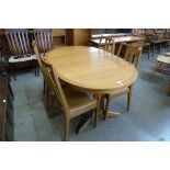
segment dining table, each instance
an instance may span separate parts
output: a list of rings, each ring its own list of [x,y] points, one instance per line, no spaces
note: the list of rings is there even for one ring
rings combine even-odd
[[[47,59],[61,81],[80,91],[94,93],[98,112],[104,94],[129,87],[137,79],[136,68],[123,58],[89,46],[65,46],[47,53]],[[109,116],[120,113],[110,112]]]

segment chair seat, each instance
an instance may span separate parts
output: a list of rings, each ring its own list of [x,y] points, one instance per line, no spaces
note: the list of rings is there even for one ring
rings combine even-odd
[[[97,99],[90,97],[86,92],[65,88],[64,93],[70,109],[71,117],[75,117],[77,116],[77,114],[81,114],[97,107]]]
[[[112,92],[110,94],[110,98],[120,97],[120,95],[126,94],[128,92],[129,92],[129,88],[124,88],[124,89],[121,89],[121,90],[115,90],[114,92]]]
[[[158,56],[157,61],[170,65],[170,57]]]
[[[9,63],[24,63],[24,61],[34,60],[34,59],[36,59],[35,55],[22,56],[22,57],[11,56],[9,58]]]

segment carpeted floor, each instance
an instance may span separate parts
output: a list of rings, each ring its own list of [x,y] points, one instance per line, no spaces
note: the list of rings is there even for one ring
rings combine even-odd
[[[161,49],[165,54],[167,49]],[[133,89],[132,106],[126,111],[126,95],[112,101],[112,111],[122,113],[121,117],[100,120],[97,128],[89,125],[77,135],[75,128],[80,117],[70,123],[69,140],[111,140],[149,141],[170,140],[170,97],[167,87],[170,80],[152,78],[149,73],[156,63],[155,57],[143,54],[139,76]],[[57,113],[54,118],[46,115],[43,102],[43,79],[31,70],[18,72],[18,80],[11,84],[14,100],[15,140],[63,140],[64,117]]]

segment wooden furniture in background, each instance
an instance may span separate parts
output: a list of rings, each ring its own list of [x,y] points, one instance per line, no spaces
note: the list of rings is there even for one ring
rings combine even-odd
[[[97,100],[91,98],[86,92],[76,91],[70,88],[63,89],[58,79],[57,68],[55,67],[54,70],[53,66],[48,64],[44,57],[42,57],[42,66],[45,73],[47,75],[48,82],[54,90],[57,105],[65,114],[65,140],[67,140],[69,123],[71,118],[75,118],[89,111],[93,111],[97,116]]]
[[[66,46],[66,29],[53,29],[53,48]]]
[[[60,47],[48,52],[47,58],[57,68],[61,80],[91,92],[122,89],[137,78],[137,70],[132,64],[94,47]]]
[[[13,92],[8,76],[0,78],[0,140],[14,140]]]
[[[154,76],[170,78],[170,57],[158,56],[157,64],[155,65],[150,78]]]
[[[168,95],[170,95],[170,84],[168,86]]]
[[[143,37],[139,36],[121,36],[121,37],[111,37],[114,43],[133,43],[133,42],[139,42],[143,41]],[[99,45],[100,38],[91,39],[91,43]],[[103,41],[102,44],[105,42]]]
[[[9,43],[11,57],[9,58],[10,67],[15,77],[15,64],[29,61],[32,65],[36,58],[32,53],[29,30],[26,29],[5,29],[5,36]]]
[[[138,64],[141,55],[141,46],[132,46],[127,45],[126,53],[124,56],[124,59],[127,60],[128,63],[133,64],[136,69],[138,69]],[[109,116],[109,107],[111,103],[111,99],[121,97],[127,94],[127,111],[129,110],[131,106],[131,101],[132,101],[132,84],[129,87],[125,87],[123,89],[117,89],[112,93],[106,94],[106,105],[105,105],[105,118]]]
[[[137,79],[132,64],[94,47],[56,48],[47,53],[47,59],[68,86],[98,95],[98,112],[105,93],[127,88]]]
[[[67,45],[90,45],[91,29],[66,29]]]
[[[53,30],[34,29],[34,38],[39,53],[46,53],[53,48]]]
[[[111,37],[101,36],[99,42],[99,49],[104,49],[105,52],[114,54],[115,50],[114,41]]]

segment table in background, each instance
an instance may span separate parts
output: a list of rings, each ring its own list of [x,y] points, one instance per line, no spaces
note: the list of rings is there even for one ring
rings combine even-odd
[[[58,77],[70,87],[101,97],[129,87],[137,79],[137,70],[126,60],[94,47],[67,46],[47,53]]]

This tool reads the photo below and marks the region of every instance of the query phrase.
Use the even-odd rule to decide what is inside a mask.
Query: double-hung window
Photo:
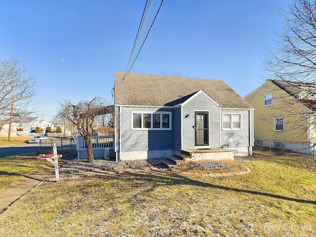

What the exercise asks: Copy out the lines above word for word, leaving out the pictures.

The solution:
segment dining table, each instance
an instance may span separate parts
output: a list of rings, each ring its own list of [x,y] points, one instance per line, no spaces
note: the list of rings is there even for one ring
rings combine even-odd
[[[47,59],[61,81],[80,91],[94,93],[98,112],[104,94],[129,87],[137,79],[136,68],[123,58],[89,46],[65,46],[47,53]],[[109,116],[120,113],[110,112]]]

segment chair seat, each instance
an instance may span separate parts
output: a list of rings, each ring its own list of [x,y] points, one instance per line, no spaces
note: the list of rings is there even for one ring
rings combine even-odd
[[[97,99],[90,97],[86,92],[65,88],[64,93],[70,109],[71,117],[75,117],[77,116],[77,114],[81,114],[97,107]]]
[[[112,92],[110,94],[110,98],[120,97],[120,95],[126,94],[128,92],[129,92],[129,88],[124,88],[124,89],[121,89],[121,90],[115,90],[114,92]]]
[[[158,56],[157,61],[170,65],[170,57]]]
[[[9,63],[24,63],[24,61],[34,60],[34,59],[36,59],[35,55],[22,56],[22,57],[11,56],[9,58]]]

segment carpeted floor, each instance
an instance may span separate parts
output: a list of rings, each ring its own list of [x,y] points, one instance per line, no spaces
note: the list of rings is there even for one ring
rings combine even-odd
[[[161,49],[165,54],[167,49]],[[133,89],[132,106],[126,111],[126,95],[112,101],[112,111],[122,113],[121,117],[100,120],[97,128],[89,125],[77,135],[75,128],[80,117],[70,123],[69,140],[111,140],[149,141],[170,140],[170,97],[167,87],[170,80],[152,78],[149,73],[156,63],[155,57],[143,54],[139,76]],[[57,113],[54,118],[46,115],[43,102],[43,79],[31,70],[18,72],[18,80],[11,84],[14,100],[15,140],[63,140],[64,117]]]

segment wooden furniture in background, each instance
an instance may span separate parts
output: a list of rings, each ring its own list of [x,y] points, one instance per line, no spaces
note: the list of rings is there even for one ring
rings combine even-odd
[[[97,100],[91,98],[86,92],[76,91],[70,88],[63,89],[58,79],[57,68],[55,67],[54,70],[53,66],[48,64],[44,57],[42,57],[42,66],[45,73],[47,75],[48,82],[54,90],[57,105],[65,114],[65,140],[67,140],[69,123],[71,118],[75,118],[89,111],[93,111],[97,116]]]
[[[66,46],[66,29],[53,29],[53,48]]]
[[[60,47],[48,52],[47,58],[57,68],[61,80],[91,92],[122,89],[137,78],[137,70],[132,64],[94,47]]]
[[[13,92],[8,76],[0,78],[0,140],[14,140]]]
[[[154,76],[170,78],[170,57],[158,56],[157,64],[155,65],[150,78]]]
[[[168,95],[170,95],[170,84],[168,86]]]
[[[143,37],[139,36],[121,36],[121,37],[111,37],[114,43],[133,43],[133,42],[139,42],[143,41]],[[99,45],[100,38],[91,39],[91,43]],[[103,41],[102,44],[105,42]]]
[[[9,43],[11,57],[9,58],[10,67],[15,77],[15,64],[29,61],[32,65],[36,58],[32,53],[29,30],[26,29],[5,29],[5,36]]]
[[[138,64],[141,55],[141,46],[132,46],[127,45],[126,53],[124,56],[124,59],[127,60],[128,63],[133,64],[136,69],[138,69]],[[109,116],[109,107],[111,103],[111,99],[121,97],[127,94],[127,111],[129,110],[131,106],[131,101],[132,101],[132,84],[129,87],[125,87],[123,89],[117,89],[112,93],[106,94],[106,105],[105,105],[105,118]]]
[[[137,79],[132,64],[94,47],[56,48],[47,53],[47,59],[68,86],[98,95],[98,112],[105,93],[127,88]]]
[[[67,45],[90,45],[91,29],[66,29]]]
[[[53,30],[34,29],[34,38],[39,53],[46,53],[53,48]]]
[[[111,37],[101,36],[99,42],[99,49],[104,49],[105,52],[114,54],[115,50],[114,41]]]

segment table in background, each instance
an instance may span separate parts
output: a list of rings, each ring its own list of [x,y] points, one instance per line, no spaces
note: the list of rings is there even for one ring
rings combine even-odd
[[[58,77],[70,87],[101,97],[129,87],[137,79],[137,70],[126,60],[94,47],[67,46],[47,53]]]

This tool reads the photo below and marks the region of every instance of the query phrase.
Use the even-odd rule to decide what is inside a mask.
Query: double-hung window
Photo:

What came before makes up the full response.